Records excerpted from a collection
◆ ◆ ◆ ◆
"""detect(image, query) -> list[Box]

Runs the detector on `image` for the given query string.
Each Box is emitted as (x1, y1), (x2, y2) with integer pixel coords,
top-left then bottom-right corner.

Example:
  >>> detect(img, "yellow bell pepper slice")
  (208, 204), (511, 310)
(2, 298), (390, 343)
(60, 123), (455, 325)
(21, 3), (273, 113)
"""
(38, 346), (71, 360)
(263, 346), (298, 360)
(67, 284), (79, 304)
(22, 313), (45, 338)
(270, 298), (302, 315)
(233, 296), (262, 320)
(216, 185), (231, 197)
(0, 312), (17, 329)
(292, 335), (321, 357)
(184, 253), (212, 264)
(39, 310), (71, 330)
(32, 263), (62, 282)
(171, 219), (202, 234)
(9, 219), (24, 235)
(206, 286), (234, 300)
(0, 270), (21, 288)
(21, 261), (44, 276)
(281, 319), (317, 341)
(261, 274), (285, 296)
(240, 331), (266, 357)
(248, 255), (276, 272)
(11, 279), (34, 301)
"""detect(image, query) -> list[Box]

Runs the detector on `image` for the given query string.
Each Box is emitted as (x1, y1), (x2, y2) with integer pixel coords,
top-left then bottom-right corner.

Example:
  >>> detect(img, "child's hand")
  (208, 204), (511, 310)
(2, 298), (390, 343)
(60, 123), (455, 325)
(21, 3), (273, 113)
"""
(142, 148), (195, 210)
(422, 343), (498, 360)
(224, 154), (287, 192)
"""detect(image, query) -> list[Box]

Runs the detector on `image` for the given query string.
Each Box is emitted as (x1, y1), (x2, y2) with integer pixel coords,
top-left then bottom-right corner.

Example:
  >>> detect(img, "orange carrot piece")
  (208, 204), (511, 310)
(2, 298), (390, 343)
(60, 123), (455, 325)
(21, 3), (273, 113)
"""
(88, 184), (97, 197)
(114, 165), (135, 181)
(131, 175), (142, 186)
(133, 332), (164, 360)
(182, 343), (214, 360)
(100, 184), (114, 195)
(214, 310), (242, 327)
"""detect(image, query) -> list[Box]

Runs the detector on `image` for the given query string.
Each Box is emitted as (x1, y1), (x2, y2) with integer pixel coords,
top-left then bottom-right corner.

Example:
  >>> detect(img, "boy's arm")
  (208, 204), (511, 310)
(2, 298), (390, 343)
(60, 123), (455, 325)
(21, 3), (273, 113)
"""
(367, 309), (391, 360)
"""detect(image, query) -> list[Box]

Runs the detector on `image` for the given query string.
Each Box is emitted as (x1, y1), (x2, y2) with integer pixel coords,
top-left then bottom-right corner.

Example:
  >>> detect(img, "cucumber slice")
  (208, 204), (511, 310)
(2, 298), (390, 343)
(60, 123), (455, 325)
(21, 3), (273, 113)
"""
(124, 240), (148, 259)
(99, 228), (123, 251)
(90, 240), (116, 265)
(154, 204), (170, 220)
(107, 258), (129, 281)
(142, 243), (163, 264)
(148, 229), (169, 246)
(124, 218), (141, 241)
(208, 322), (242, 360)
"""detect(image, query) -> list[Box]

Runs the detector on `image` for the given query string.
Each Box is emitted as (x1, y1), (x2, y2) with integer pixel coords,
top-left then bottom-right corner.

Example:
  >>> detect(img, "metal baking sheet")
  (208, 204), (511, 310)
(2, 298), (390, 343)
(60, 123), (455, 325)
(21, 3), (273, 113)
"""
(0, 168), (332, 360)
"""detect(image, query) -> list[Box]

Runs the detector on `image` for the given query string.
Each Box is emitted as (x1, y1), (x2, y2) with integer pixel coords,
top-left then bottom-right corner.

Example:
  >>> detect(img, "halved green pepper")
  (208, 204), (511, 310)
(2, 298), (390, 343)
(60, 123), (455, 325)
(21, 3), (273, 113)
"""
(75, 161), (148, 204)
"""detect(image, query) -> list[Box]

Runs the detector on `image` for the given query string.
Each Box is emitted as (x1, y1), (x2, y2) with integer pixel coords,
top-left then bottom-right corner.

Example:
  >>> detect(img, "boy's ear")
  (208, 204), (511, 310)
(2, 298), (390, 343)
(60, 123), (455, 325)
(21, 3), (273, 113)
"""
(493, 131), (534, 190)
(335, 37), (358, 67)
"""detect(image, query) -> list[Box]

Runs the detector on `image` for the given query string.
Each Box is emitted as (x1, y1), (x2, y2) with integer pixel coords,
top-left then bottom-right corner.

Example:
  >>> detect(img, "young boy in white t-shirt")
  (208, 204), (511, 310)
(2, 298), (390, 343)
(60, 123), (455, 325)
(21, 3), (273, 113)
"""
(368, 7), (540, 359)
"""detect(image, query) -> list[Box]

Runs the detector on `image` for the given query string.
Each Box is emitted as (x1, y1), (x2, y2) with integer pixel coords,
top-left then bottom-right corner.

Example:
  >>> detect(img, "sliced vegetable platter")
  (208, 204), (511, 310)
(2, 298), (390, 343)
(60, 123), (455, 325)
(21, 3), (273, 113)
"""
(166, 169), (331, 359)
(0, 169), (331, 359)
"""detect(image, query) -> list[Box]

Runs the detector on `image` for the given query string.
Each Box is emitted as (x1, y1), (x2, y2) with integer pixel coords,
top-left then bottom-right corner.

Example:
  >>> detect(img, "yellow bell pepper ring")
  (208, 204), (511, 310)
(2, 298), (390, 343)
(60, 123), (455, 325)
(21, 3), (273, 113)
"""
◆ ◆ ◆ ◆
■ Short problem:
Rewrite the material, starting at its first line and stopping after the line that contains "(0, 312), (17, 329)". Add 135 to every coordinate of the returned boxes, and keep the sample values shown under "Example:" unchanged.

■ Result for this task:
"""detect(image, query) -> list[Box]

Runs the detector on `image` for the given query string.
Each Box is emitted as (x1, y1), (x2, y2) with integer pixel coords,
top-left then bottom-right corner.

Example:
  >>> detect(img, "yellow bell pepper slice")
  (208, 204), (511, 310)
(2, 298), (390, 343)
(60, 123), (455, 325)
(21, 3), (273, 113)
"""
(173, 481), (206, 495)
(398, 481), (433, 495)
(202, 419), (214, 439)
(157, 448), (180, 473)
(405, 433), (437, 450)
(368, 431), (397, 455)
(351, 320), (366, 332)
(135, 447), (152, 464)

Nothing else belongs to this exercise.